* [SELECTED TEXT]:

Bomb-throwing Charles Barron may have met his rhetorical match.
The Brooklyn councilman known for his incendiary remarks against Israel and white people has a militant Jewish group working to upend his congressional campaign.
The Jewish Defense Organization—which runs a paramilitary training camp in upstate New York and whose leader, Mordechai Levy, was once accused of threatening to kill the Rev. Al Sharpton—is portraying Barron as a “black Nazi” and the “black David Duke” to Russian Jews living in the Eighth District.
Barron “hates Jews, Israel, whites and wants to burn down America!!!” says a flier being circulated in Brighton Beach, Coney Island and Manhattan Beach. Last week, the group—whose logo is a Star of David emblazoned with a machine gun—held a rally on the Brighton Beach boardwalk to denounce Barron, a former Black Panther from East New York. Hundreds gathered, according to organizers.
“This man is unfit to hold any office, period,” a spokesman said.
Barron refused to comment on the group, saying instead that he was wholly focused on issues such as Medicaid, veterans’ benefits and college tuition assistance.

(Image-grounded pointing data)

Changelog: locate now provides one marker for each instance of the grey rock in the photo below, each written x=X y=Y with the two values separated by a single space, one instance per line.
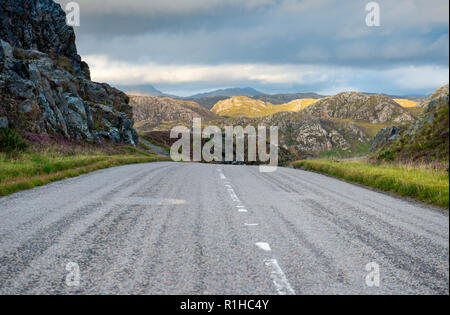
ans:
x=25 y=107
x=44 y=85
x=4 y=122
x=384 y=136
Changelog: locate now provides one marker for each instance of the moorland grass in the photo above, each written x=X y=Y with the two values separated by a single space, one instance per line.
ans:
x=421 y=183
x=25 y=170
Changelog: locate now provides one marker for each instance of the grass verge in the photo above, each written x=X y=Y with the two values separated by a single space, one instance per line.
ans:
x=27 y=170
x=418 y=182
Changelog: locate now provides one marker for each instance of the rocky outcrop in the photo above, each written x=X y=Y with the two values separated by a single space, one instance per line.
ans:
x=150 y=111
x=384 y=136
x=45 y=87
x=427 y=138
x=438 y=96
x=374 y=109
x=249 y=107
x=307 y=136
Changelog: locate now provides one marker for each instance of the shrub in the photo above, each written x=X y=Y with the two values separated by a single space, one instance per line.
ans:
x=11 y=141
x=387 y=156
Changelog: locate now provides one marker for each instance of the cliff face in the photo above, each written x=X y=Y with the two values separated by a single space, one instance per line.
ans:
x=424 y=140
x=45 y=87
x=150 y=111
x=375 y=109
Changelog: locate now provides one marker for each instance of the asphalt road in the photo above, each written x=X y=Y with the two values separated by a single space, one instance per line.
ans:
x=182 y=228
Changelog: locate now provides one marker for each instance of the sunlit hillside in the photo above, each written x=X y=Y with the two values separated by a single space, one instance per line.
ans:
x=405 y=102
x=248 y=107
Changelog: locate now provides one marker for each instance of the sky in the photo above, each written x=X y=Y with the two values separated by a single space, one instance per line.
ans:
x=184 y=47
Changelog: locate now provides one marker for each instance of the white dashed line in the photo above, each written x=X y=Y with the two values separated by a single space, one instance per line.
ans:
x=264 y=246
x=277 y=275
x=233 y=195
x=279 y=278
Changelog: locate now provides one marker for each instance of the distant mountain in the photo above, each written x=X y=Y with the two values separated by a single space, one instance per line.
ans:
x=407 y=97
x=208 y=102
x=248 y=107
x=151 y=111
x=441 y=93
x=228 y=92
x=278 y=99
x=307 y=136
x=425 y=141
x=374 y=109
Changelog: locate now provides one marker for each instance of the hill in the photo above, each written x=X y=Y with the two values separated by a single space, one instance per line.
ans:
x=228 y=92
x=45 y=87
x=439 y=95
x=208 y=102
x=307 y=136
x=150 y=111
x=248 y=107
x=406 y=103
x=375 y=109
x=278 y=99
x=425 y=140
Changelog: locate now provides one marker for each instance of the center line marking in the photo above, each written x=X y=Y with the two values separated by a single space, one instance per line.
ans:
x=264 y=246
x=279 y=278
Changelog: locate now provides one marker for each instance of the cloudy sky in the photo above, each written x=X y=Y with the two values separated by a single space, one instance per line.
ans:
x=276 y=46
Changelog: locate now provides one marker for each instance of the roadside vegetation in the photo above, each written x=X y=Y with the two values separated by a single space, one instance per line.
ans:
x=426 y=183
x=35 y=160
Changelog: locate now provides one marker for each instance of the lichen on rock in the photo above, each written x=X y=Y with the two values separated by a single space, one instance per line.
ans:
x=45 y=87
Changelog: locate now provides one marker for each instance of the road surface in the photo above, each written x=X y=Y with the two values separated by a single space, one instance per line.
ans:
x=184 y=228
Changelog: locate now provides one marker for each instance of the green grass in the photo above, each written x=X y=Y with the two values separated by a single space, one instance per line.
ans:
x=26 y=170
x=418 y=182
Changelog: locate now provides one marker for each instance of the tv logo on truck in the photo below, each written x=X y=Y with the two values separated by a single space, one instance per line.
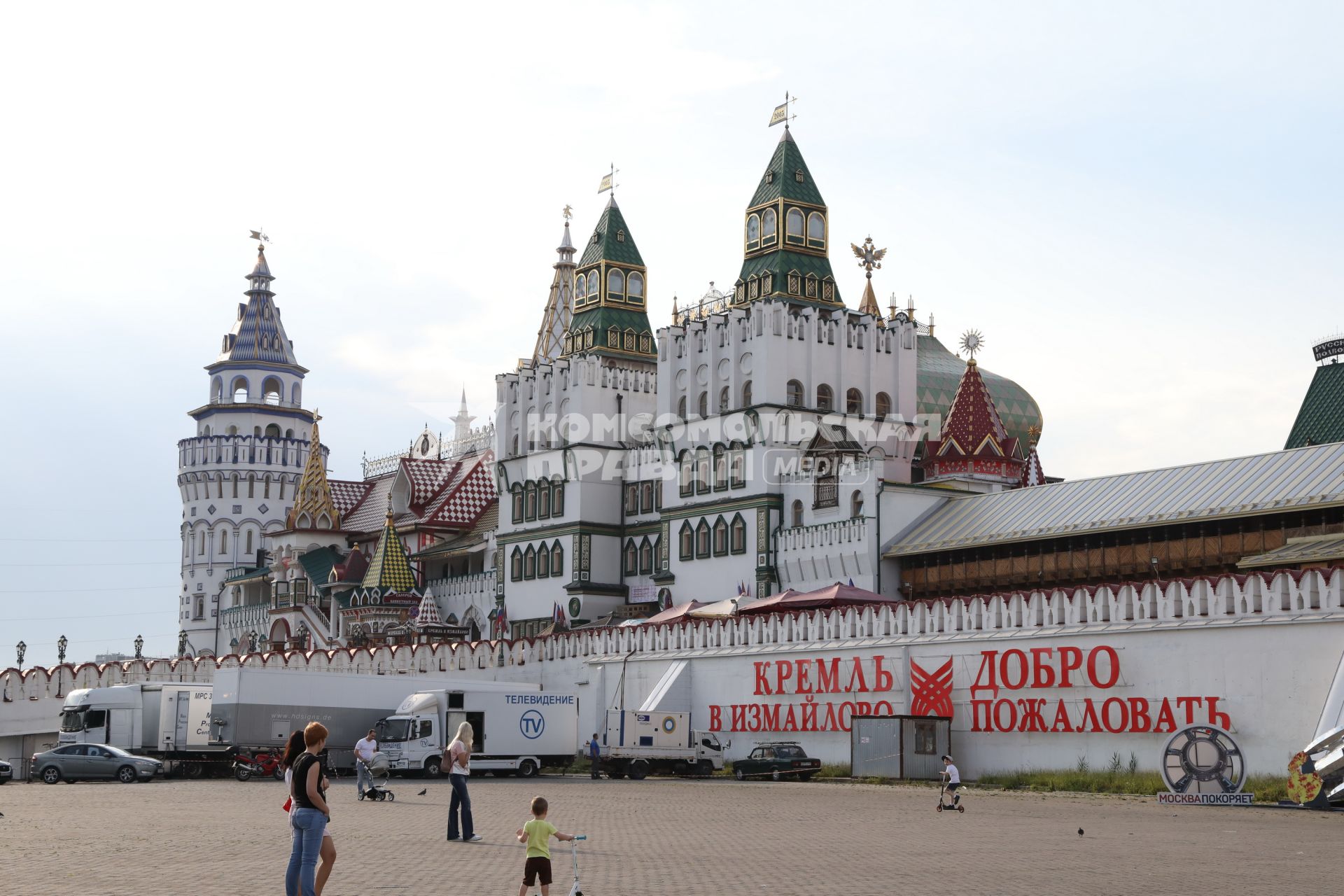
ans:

* [DIRECTIONS FOR THIS TASK]:
Write what comes next in the news article on Charles Barron's congressional campaign, picking up after its final sentence. None of the data has any bearing on this.

* [EXERCISE OUTPUT]:
“We have crises in this community,” he said. “I’m not going to sit here and address something that doesn’t address those crises.”
Although the group has not formally endorsed Barron’s Democratic primary opponent, Brooklyn Assemblyman Hakeem Jeffries, a JDO spokesman made it clear that it prefers him.
“We hope that Barron loses and that, God willing, Jeffries wins,” the spokesman said. A Jeffries campaign spokeswoman said, “Hate and extreme rhetoric have no place in our society, and we denounce these actions. The organization at issue should stay out of the race.”
One political consultant predicted that Jeffries could benefit from the attacks on Barron by increasing turnout in the Jewish portion of the district. But given that many Russian Jews are registered Republicans and can’t vote in the primary, the effect could be muted.
Former Mayor Ed Koch, who recently denounced Barron as a “viper” and an “anti-Semite,” said the JDO’s fliers may cross the line.
“I personally agree with those who believe you don’t invoke the images of Nazis when you’re dealing with anti-Semites,” Koch said. “So if they go a little over the top, I think steady heads in that community should suggest they lowball it.”